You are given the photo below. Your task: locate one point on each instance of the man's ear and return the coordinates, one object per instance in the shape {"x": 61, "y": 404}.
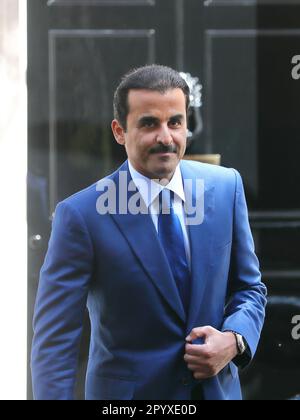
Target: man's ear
{"x": 118, "y": 132}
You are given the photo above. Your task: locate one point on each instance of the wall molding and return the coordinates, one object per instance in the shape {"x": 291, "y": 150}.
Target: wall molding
{"x": 243, "y": 3}
{"x": 101, "y": 3}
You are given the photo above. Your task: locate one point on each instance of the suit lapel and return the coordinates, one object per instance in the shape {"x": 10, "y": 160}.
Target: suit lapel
{"x": 142, "y": 238}
{"x": 200, "y": 236}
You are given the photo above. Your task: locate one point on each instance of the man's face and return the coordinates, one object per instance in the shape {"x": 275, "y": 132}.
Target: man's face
{"x": 155, "y": 139}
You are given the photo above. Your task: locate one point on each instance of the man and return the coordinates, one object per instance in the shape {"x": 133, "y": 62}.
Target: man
{"x": 175, "y": 299}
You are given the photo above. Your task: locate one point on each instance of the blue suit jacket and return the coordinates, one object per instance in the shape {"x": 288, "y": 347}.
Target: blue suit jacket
{"x": 115, "y": 264}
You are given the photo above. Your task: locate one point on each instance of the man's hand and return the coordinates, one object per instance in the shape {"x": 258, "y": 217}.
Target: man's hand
{"x": 208, "y": 359}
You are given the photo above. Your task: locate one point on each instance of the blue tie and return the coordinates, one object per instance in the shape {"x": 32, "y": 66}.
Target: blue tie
{"x": 171, "y": 237}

***

• [TASK OBJECTIVE]: Copy the material exactly as written and leave every picture behind.

• [EXERCISE ANSWER]:
You are given the photo below. Your task: locate one point on each instance of the man's ear and return the coordinates, one object per instance in the shape {"x": 61, "y": 404}.
Target: man's ear
{"x": 118, "y": 132}
You are given the photo above. Your task: locate one point on each instance of the wall molding and return the coordinates, one object per instance in the shape {"x": 291, "y": 150}.
Target: wall molding
{"x": 243, "y": 3}
{"x": 101, "y": 3}
You are given the photo above. Your task: locate one point on each instance of the suit lapel and return the coordinates, one object per instance in the shape {"x": 10, "y": 160}.
Target: suit lapel
{"x": 142, "y": 238}
{"x": 200, "y": 236}
You are given the photo above. Your task: locate one point on each instance of the man's face and return the coordinates, one object per instance in the shape {"x": 275, "y": 132}.
Target: man's face
{"x": 155, "y": 139}
You are given the photo above. Your task: locate one point on each instance of the man and return the coordinates, one object per instance in the shape {"x": 133, "y": 62}.
Target: man
{"x": 175, "y": 299}
You are given the photo above. Your task: locate one point on each instance of the blue suit jacket and return the coordinates, one object per instance in the shape {"x": 288, "y": 347}.
Target: blue suit jacket
{"x": 115, "y": 264}
You are given the photo above. Your task: locate one point on each instance of the man's hand and return the coordinates, one object per instance in the shape {"x": 258, "y": 217}.
Target: man's hand
{"x": 208, "y": 359}
You are given the photo above. Your task: locate one point on each instance of the blue tie and return the coordinates, one object per instance in the shape {"x": 32, "y": 66}.
Target: blue tie
{"x": 171, "y": 237}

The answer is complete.